───── Given entries
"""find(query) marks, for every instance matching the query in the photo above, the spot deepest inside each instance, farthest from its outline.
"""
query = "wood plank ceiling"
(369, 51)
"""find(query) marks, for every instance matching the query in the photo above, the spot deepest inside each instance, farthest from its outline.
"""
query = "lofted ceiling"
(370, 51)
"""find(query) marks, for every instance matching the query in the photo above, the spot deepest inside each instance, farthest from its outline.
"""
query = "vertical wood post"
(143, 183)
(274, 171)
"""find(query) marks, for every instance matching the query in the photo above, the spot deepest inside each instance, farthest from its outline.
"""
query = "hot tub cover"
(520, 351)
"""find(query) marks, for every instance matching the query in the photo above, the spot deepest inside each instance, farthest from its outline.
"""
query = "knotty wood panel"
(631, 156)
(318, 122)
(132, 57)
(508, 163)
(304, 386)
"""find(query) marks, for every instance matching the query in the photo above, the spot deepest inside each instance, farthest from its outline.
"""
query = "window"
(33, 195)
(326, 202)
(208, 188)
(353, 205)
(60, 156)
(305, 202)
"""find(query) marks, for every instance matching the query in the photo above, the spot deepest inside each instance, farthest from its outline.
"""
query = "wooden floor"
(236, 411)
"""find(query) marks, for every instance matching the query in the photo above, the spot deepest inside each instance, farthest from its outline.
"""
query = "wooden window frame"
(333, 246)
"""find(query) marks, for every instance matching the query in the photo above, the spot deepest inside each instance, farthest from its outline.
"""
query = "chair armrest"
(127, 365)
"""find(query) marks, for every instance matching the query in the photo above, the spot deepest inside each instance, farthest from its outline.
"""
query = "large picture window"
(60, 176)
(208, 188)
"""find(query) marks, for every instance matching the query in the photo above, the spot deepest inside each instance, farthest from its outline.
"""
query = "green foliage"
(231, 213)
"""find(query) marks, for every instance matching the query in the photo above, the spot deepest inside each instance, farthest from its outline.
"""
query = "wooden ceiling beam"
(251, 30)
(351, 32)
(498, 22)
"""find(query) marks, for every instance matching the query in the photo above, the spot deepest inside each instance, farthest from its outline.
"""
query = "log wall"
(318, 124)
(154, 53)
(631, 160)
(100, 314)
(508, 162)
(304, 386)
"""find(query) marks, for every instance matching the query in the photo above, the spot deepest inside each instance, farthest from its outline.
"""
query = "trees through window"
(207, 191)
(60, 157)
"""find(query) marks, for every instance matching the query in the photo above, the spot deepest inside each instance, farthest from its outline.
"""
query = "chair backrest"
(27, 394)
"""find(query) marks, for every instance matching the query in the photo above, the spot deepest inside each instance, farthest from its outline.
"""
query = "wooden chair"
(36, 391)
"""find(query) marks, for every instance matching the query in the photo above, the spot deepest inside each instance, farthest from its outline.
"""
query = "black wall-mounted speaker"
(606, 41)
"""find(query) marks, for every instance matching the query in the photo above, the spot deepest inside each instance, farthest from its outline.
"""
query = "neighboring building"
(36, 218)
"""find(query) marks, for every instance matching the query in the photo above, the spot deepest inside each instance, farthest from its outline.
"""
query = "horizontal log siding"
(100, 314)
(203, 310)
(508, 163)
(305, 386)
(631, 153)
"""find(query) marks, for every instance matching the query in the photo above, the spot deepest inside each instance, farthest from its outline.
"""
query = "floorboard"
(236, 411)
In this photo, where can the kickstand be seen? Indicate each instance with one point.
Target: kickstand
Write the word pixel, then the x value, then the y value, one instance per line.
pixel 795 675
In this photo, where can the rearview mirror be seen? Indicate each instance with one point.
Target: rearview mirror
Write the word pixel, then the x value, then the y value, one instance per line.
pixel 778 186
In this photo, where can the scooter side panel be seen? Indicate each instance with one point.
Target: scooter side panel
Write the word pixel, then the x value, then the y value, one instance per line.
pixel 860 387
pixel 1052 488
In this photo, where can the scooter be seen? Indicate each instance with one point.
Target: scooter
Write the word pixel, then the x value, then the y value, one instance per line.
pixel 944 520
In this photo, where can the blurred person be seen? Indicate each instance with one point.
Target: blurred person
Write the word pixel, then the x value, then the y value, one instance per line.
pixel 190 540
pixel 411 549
──────────
--- Aim of the exercise ---
Print the stretch of the listing from the line containing "In this photo, where can the kickstand" through the line containing "pixel 778 186", both included, without changing a character.

--- Response for this exercise ---
In this photo, where can the kickstand be seen? Indicate each instance with one point.
Target: kickstand
Write the word pixel, then the x value, then the y value, one instance per line.
pixel 795 675
In this photo, where can the rearview mirror be seen? Indicate each instance with one point.
Target: rearview mirror
Write the word pixel, then the x value, then the y value, one instance per line.
pixel 778 186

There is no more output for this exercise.